Records for the task:
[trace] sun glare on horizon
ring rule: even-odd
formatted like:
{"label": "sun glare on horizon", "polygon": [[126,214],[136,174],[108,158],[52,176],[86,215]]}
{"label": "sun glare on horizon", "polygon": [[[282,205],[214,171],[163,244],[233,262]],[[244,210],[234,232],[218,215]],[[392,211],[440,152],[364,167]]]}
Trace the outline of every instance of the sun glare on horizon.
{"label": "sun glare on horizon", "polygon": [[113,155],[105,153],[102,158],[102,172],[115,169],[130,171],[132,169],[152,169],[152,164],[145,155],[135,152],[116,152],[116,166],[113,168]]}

What to work on:
Convert every line of the data above into a Markdown table with the columns "Row" and "Line", where "Row" is the line's position and "Line" is its text. Omit blank lines.

Complete output:
| Row | Line |
|---|---|
| 1 | [trace] sun glare on horizon |
| 2 | ring rule: even-odd |
| 3 | formatted like: |
| 4 | {"label": "sun glare on horizon", "polygon": [[126,214],[136,174],[108,158],[52,176],[86,215]]} |
| 5 | {"label": "sun glare on horizon", "polygon": [[[282,205],[214,171],[163,244],[233,262]],[[244,210],[234,232],[218,215]],[[392,211],[440,152],[364,167]]]} |
| 6 | Trace the outline of every instance of the sun glare on horizon. |
| 7 | {"label": "sun glare on horizon", "polygon": [[113,155],[105,153],[102,158],[102,172],[115,169],[130,171],[132,169],[152,169],[152,164],[145,155],[135,152],[116,152],[116,166],[113,168]]} |